Aim of the exercise
Exactly as written, please set down all of the entries again, with no pictures.

Point labeling dataset excerpts:
* * * * *
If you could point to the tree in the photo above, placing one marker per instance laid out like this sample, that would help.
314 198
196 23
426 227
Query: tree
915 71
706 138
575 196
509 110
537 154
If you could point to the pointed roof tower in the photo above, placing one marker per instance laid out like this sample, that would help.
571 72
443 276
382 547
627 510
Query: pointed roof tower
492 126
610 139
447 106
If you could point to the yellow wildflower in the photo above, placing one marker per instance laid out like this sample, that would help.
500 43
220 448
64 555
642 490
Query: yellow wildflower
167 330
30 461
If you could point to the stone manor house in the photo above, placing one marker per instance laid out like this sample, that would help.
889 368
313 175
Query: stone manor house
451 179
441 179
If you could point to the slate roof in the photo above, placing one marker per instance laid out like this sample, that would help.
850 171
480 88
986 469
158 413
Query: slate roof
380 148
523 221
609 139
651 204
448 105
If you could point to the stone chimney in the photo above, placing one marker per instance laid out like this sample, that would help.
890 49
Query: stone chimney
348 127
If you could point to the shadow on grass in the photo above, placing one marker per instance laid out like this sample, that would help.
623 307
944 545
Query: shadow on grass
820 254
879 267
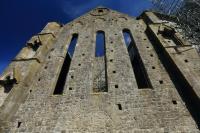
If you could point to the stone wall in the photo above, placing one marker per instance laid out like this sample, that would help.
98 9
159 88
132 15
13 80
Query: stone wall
171 104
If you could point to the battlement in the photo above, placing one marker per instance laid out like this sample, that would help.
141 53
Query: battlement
103 72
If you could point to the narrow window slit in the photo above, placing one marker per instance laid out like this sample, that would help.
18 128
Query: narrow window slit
100 66
65 67
141 76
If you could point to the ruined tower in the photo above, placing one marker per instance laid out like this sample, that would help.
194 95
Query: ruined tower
103 72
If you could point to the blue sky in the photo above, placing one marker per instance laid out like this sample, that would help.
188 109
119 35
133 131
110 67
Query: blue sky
21 19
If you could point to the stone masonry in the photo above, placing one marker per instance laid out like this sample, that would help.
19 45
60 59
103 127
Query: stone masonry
150 85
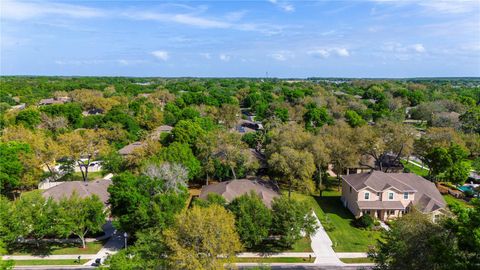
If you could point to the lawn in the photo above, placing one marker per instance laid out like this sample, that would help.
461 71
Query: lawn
345 237
356 260
77 176
50 262
414 169
57 249
302 245
452 200
275 260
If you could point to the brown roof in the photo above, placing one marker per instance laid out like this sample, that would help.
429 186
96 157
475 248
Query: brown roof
128 149
427 196
380 205
235 188
83 190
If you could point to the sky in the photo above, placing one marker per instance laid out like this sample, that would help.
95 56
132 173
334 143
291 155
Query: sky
271 38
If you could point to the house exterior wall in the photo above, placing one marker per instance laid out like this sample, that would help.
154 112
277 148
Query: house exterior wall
349 198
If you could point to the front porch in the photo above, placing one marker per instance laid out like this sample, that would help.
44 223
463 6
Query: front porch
381 210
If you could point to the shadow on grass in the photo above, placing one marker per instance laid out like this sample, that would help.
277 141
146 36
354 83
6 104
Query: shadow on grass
333 205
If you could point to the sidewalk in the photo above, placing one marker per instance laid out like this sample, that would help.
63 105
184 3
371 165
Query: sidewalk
276 255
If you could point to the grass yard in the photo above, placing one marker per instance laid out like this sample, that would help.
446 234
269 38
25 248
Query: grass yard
58 249
452 200
414 169
49 262
77 176
356 260
345 237
275 260
302 245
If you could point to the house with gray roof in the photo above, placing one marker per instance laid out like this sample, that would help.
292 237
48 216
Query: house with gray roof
81 188
232 189
390 195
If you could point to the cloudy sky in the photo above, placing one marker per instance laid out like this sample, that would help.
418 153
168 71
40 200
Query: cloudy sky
358 38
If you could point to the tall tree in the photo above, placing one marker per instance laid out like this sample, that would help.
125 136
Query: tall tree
295 168
200 236
83 146
252 219
81 216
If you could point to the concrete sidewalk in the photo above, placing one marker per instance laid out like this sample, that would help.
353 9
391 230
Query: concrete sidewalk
322 246
352 254
276 255
48 257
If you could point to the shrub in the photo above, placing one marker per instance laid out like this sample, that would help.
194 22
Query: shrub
365 221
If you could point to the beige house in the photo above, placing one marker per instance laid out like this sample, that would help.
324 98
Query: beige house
389 195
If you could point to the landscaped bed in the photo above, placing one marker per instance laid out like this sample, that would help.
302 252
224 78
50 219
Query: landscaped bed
50 262
345 237
58 249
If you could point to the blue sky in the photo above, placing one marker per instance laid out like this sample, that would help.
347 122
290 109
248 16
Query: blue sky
241 38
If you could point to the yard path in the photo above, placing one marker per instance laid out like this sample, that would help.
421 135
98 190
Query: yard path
322 247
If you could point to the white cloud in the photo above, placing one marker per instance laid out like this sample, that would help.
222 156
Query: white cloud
287 7
224 57
400 48
16 10
282 55
327 52
206 55
161 55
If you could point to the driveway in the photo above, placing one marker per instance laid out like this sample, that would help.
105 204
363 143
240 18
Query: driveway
322 247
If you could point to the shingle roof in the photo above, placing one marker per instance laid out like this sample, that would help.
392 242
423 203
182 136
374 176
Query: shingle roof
83 190
235 188
427 196
380 205
127 150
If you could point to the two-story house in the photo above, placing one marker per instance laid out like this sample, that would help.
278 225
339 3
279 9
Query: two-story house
389 195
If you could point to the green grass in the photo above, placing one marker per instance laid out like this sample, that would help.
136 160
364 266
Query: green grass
50 262
415 169
275 260
57 249
356 260
452 200
302 245
77 176
345 237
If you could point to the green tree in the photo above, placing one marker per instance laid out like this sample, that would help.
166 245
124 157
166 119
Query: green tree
294 167
252 219
290 219
140 202
182 154
471 120
81 216
28 117
37 216
199 236
354 119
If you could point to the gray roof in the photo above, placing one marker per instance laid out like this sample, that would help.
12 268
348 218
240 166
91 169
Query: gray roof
380 205
235 188
83 190
128 149
427 196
* * * * *
Task solution
If you could point to the tree in the photo above, placing one marker per instance laid out like this sample, that would help.
314 198
196 23
426 227
Query: tree
915 71
706 138
575 196
509 110
537 154
If you could point to the pointed roof tower in the photo above, placing one marker per instance laid out like this sample, that would help.
571 72
443 276
382 547
627 510
Query: pointed roof tower
492 126
610 139
447 106
If you could point to the yellow wildflower in the photo above, placing one marker per instance laid out like this sample, that would help.
500 43
220 448
64 555
642 490
Query: yellow wildflower
167 330
30 461
If you could point to the stone manor house in the photo above, placing one marker per instance laid out like this sample, that would help.
889 368
313 175
Query: stone manor house
451 179
441 179
If you could point to the slate roof in the photo above, placing one marker per instance laid out like this sample, that would help.
850 171
480 88
986 469
158 413
Query: slate roof
380 148
523 221
609 139
651 204
448 105
If you could point to the stone chimney in the photo above, placing one marker per instance laid out like this sample, that would help.
890 49
Query: stone chimney
348 127
If you could point to the shadow on grass in the photo above, placing one marker per instance laid out like this sample, that would help.
623 307
944 545
Query: shadow on grass
820 254
879 267
If you could point to the stone wall in the photo above, placing one marker per instance laid out like this sample, that would help.
98 9
159 88
132 15
13 80
Query: stone wall
171 104
If you could point to the battlement in the photo above, placing one marker per instance laid out like this sample, that would help.
141 53
Query: battlement
103 72
If you could point to the narrow window slit in the photo above, placing one marker per instance laid out like this sample, that would help.
18 128
Query: narrow window slit
100 66
65 67
141 76
If you could point to the ruined tower in the photo above, placing one marker per instance laid out like this sample, that would help.
194 95
Query: ruined tower
103 72
If you could point to the blue sky in the photo above, placing one marker per instance laid out like this sample, that would help.
188 109
119 35
133 131
110 67
Query: blue sky
21 19
If you could point to the stone masonry in the photo above, placing one marker per instance laid out like this sample, that would help.
19 45
60 59
103 127
Query: stone masonry
150 85
If you could point to the lawn in the photo above, placing one marker per instance laid out like this sample, that would help.
461 71
Query: lawn
345 237
356 260
77 176
50 262
414 169
57 249
302 245
452 200
275 260
If you could point to the brown roof in the photo above, placing one marker per instance laid out like this sample, that would help.
429 186
96 157
475 248
Query: brown roof
128 149
427 196
380 205
235 188
83 190
If you could point to the sky in the photo above, placing one marker per instance laid out like this sample, that would help.
95 56
132 173
334 143
291 155
Query: sky
271 38
If you could point to the house exterior wall in the photo above, placing one marker per instance laid out like this sample, that would help.
154 112
277 148
Query: house exterior wall
349 198
If you could point to the front porch in the photo above, placing one marker per instance laid out like this sample, that would help.
44 223
463 6
Query: front porch
381 210
If you could point to the shadow on grass in the photo above, placing one marker per instance laid out like this sample, that would help.
277 141
146 36
354 83
6 104
Query: shadow on grass
333 205
If you could point to the sidewalk in the photo above, placing one marker per instance laid out like this sample, that would help.
63 105
184 3
371 165
Query: sidewalk
276 255
If you could point to the grass yard in the photo above, placing one marker per instance laid out like this sample, that would help.
446 234
269 38
25 248
Query: grass yard
58 249
452 200
414 169
49 262
77 176
356 260
345 237
275 260
302 245
If you could point to the house with gray roof in the photo above, placing one marker per instance laid out like this sample, that would help.
292 237
48 216
Query: house with gray roof
81 188
232 189
390 195
If you could point to the cloudy sky in the photo above, placing one marker per instance laid out like this sample, that would help.
418 153
168 71
40 200
Query: cloudy sky
358 38
If you could point to the tall tree in the photo above, placing one marker per instance laid out like this sample, that would help.
125 136
Query: tall tree
295 168
200 236
83 146
252 219
81 216
If you could point to the concrete sidewalk in the photo above, placing one marker per instance laid out like this sample, that would help.
353 9
391 230
Query: concrete sidewalk
322 246
352 254
276 255
48 257
If you could point to the shrub in the photo above, placing one marker per instance laid out like this sample, that would help.
194 22
Query: shrub
365 221
If you could point to the beige house in the photo above, placing one marker per instance laid out like this sample, that would help.
324 98
Query: beige house
389 195
If you could point to the landscaped bed in the photo above, placing one marker per instance laid out like this sample, that would help.
302 252
224 78
50 219
Query: landscaped bed
50 262
345 237
58 249
If you could point to the blue sky in the photo above, placing one marker per instance laid out like this sample, that would help.
347 122
290 109
248 16
Query: blue sky
241 38
If you could point to the yard path in the photo above, placing one marker per instance laid out like this sample, that would help.
421 135
98 190
Query: yard path
322 247
If you could point to the white cloud in the photo above, placing one marker per instance laid out like this sample, that would help.
222 156
Query: white cloud
287 7
224 57
400 48
16 10
282 55
327 52
206 55
161 55
If you could point to the driveway in the photo above, placing one marker per instance laid out like this sample, that would help.
105 204
363 143
240 18
Query: driveway
322 247
If you could point to the shingle roof in the photo above, placing one marker per instance laid out like this sample, that would help.
392 242
423 203
182 136
374 176
Query: shingle roof
83 190
235 188
427 196
380 205
127 150
If you could point to the two-story house in the photo above, placing one marker per instance laid out like this sample, that would help.
278 225
339 3
279 9
Query: two-story house
389 195
If you could point to the green grass in the photo above, placing one marker per instance laid out like this sample, that would help.
136 160
364 266
Query: green grass
50 262
415 169
275 260
57 249
356 260
452 200
302 245
77 176
345 237
If you could point to the green tree in the photo above, placing one marker per instance laid out like this sample, that would help.
166 245
124 157
166 119
Query: green tree
294 167
252 219
290 219
140 202
182 154
471 120
81 216
28 117
37 216
199 236
354 119
If you could point to the gray roof in the photo above, placing one marker per instance laid out like this sample, that would help.
12 268
348 218
240 166
91 169
Query: gray roof
380 205
235 188
83 190
128 149
427 196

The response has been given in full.